**Given text**.

*** Block opens ***

2.1. Development of Meristematic and Conductive Tissues in Stem
Shoot apical meristem (SAM) is about 200 µm in diameter, surrounded with the leaf primordia and small leaves arranged with the 3/8 phyllotaxis (Figure 1A,B). The procambium is initiated in the peripheral zone of SAM (primary meristem) near the shoot tip. The procambial strands are hardly distinguished, forming nearly continuous ring of four to six cells wide, occasionally interrupted by the offsets of leaf traces (Figure 1A–D). The procambial cells are angular isodiametric (6–9 µm in width) in transverse view, and elongated (26–48 µm in length) on longitudinal sections. Differentiation of the protoxylem and protophloem begins almost immediately with the formation of groups of one to two helical tracheary elements and one to three sieve elements (Figure 1E,F).
Figure 1. Apical meristem and primary tissues in young shoot of Aragoa corrugatifolia, light microscopy (LM). (A) Radial longitudinal section (RLS) of young shoot, approximate positions of the transverse sections (TS) shown on Figure 1C,D (a), Figure 1E,F (b), Figure 1G,H (c), Figure 11I,J (d), and Figure 2A,B (e); (B) tip of young shoot observed in partially polarized light (RLS), shoot apical meristem (SAM) with leaf primordium (lp) and peripheral zone (diamonds), procambium cells (stars), protoxylem elements (x); (C) shoot tip at the SAM level (TS), 3/8 phyllotaxis, leaf primordia with solitary leaf traces, young leaves with three vascular bundles; (D) SAM with leaf primordia (TS); (E) shoot tip just below the SAM level (TS); procambium ring, leaf traces (asterisks); (F) portion of the procambium ring shown on Figure 1E (TS), leaf trace (asterisk), protoxylem (arrowheads), and protophloem (arrows) elements; (G) young shoot in the lower portion of first elongated internode (TS), procambium ring, offset of leaf trace (asterisk). (H) Portion of the procambium ring shown on Figure 1G (TS), radial seriations of procambial cells, elements of primary xylem (arrowheads) and primary phloem (arrows); (I) stem and leaf base at the level of fifth elongated internode (RLS), procambium ring (pc), pith (p), cortical aerenchyma (ca), sclereids at the leaf base (sc), epidermis, leaf trace (lt), filiform trichome (ft); (J) portion of the procambium ring shown in Figure 1I observed in partially polarized light (RLS), tracheary elements with helical (h) and reticulate (r) patterns of secondary cell wall. Scale bars: 100 µm for (A,C,E,G), 50 µm for (B,D,I,J), 20 µm for (F,H).

*** Block closes ***

**Data shown**.

*** Block opens ***

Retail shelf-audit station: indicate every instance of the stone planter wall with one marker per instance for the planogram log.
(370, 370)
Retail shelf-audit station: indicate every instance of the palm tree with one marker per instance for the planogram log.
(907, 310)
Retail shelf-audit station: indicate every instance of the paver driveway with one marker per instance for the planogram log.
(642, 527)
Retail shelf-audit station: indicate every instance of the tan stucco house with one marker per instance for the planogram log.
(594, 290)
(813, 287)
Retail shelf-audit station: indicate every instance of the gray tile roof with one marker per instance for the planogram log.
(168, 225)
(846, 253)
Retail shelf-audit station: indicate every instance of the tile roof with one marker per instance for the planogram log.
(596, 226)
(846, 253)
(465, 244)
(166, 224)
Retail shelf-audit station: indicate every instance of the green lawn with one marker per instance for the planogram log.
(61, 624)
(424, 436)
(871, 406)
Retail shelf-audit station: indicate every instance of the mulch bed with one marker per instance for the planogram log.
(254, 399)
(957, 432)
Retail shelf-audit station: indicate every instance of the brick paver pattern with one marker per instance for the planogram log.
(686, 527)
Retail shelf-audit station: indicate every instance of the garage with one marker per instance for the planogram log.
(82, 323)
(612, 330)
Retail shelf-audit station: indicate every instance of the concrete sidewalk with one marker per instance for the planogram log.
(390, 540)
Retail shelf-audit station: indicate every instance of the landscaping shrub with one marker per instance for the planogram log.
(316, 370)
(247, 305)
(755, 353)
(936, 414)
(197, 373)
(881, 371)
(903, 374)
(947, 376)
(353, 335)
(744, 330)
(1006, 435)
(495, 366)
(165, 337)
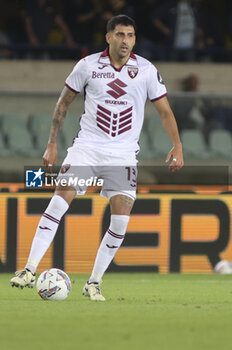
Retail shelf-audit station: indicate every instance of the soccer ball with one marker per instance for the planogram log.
(223, 267)
(53, 284)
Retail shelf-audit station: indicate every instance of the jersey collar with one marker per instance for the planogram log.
(105, 59)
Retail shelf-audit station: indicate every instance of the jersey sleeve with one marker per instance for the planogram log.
(156, 87)
(77, 79)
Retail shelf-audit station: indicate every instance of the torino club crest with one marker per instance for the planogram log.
(132, 71)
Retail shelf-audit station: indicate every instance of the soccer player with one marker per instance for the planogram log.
(116, 83)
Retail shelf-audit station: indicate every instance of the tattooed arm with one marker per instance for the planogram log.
(65, 99)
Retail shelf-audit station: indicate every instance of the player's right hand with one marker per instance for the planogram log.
(50, 156)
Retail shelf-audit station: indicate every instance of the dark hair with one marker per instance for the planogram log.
(120, 19)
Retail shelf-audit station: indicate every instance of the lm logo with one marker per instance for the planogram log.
(116, 86)
(34, 178)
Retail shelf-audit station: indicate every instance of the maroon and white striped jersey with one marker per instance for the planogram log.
(114, 100)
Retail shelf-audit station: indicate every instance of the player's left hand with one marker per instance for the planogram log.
(175, 156)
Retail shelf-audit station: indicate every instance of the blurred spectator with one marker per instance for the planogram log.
(178, 24)
(195, 112)
(209, 29)
(4, 41)
(149, 37)
(40, 18)
(81, 16)
(187, 109)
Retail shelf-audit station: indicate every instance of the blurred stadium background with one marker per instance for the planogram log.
(198, 80)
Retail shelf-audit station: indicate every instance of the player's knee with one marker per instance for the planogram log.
(67, 193)
(121, 205)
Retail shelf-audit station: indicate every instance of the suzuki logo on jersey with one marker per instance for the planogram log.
(116, 87)
(132, 72)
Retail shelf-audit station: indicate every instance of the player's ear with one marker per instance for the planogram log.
(108, 38)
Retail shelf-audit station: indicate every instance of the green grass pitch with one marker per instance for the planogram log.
(142, 311)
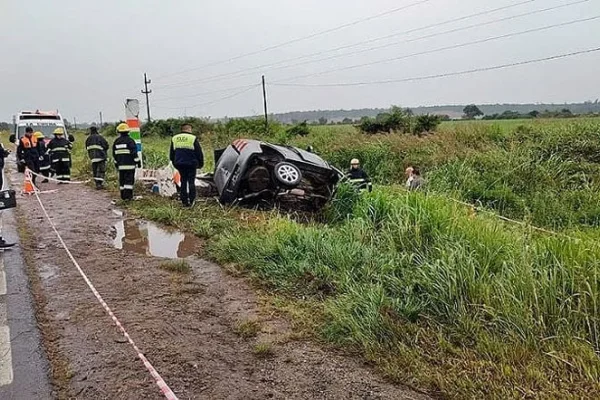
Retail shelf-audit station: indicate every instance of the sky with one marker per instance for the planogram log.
(206, 58)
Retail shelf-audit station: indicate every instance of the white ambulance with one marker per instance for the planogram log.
(42, 121)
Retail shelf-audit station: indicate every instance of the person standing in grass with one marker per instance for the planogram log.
(97, 148)
(126, 160)
(415, 181)
(186, 156)
(358, 176)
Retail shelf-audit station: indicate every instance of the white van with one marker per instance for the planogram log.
(42, 121)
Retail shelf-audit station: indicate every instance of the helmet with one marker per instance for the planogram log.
(123, 128)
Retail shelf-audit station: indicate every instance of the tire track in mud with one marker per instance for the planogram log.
(184, 323)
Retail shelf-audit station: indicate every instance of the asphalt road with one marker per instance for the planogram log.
(23, 365)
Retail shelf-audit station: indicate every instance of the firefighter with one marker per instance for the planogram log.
(97, 148)
(186, 155)
(60, 155)
(126, 160)
(44, 155)
(358, 176)
(3, 154)
(27, 152)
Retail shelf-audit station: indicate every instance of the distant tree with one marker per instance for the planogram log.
(472, 111)
(300, 129)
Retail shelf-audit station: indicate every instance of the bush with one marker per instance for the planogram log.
(426, 123)
(300, 129)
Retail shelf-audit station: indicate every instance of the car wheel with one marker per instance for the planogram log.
(287, 174)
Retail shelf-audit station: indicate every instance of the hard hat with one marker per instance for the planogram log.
(122, 128)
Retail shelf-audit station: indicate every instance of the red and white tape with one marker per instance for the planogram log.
(164, 388)
(50, 179)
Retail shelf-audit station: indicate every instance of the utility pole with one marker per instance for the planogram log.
(265, 102)
(147, 92)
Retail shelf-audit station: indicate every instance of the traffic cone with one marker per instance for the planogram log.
(28, 187)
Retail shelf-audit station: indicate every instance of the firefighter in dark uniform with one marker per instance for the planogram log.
(44, 156)
(97, 148)
(27, 152)
(126, 160)
(60, 155)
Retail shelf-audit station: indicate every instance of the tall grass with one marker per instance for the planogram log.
(407, 262)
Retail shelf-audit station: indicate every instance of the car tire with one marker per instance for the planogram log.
(287, 174)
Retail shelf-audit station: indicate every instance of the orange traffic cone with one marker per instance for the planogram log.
(28, 187)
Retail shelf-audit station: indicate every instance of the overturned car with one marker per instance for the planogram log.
(252, 171)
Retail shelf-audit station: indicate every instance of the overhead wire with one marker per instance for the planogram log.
(202, 93)
(443, 75)
(372, 40)
(213, 101)
(452, 47)
(300, 39)
(387, 45)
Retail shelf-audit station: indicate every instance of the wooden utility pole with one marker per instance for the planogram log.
(265, 102)
(147, 92)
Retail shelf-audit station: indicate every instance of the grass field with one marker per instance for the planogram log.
(463, 305)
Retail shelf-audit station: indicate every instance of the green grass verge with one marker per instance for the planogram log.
(462, 306)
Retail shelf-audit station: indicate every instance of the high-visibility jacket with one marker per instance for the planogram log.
(186, 151)
(97, 147)
(3, 154)
(28, 150)
(44, 155)
(125, 153)
(60, 150)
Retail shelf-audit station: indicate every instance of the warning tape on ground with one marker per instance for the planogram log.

*** Block closes ***

**What to do**.
#1 Answer these from the stem tissue text, one line each:
(a) About how wide is the shoot apical meristem?
(b) How long are the procambial cells on longitudinal sections?
(c) Which scale bar is given for panels F and H?
#2 Turn the paragraph of the stem tissue text that begins "Shoot apical meristem (SAM) is about 200 µm" into a short bulleted list that keeps its main facts.

**Outputs for the tasks**.
#1
(a) About 200 µm in diameter.
(b) 26–48 µm.
(c) 20 µm.

#2
- The shoot apical meristem (SAM) is about 200 µm across, surrounded by leaf primordia and small leaves in a 3/8 phyllotaxis.
- The procambium starts in the SAM's peripheral zone near the shoot tip.
- The procambial strands are hard to tell apart and form a nearly continuous ring four to six cells wide, sometimes broken by leaf trace offsets.
- Procambial cells are angular and isodiametric (6–9 µm wide) in transverse view and elongated (26–48 µm long) on longitudinal sections.
- Protoxylem and protophloem begin to form almost at once, as groups of one to two helical tracheary elements and one to three sieve elements.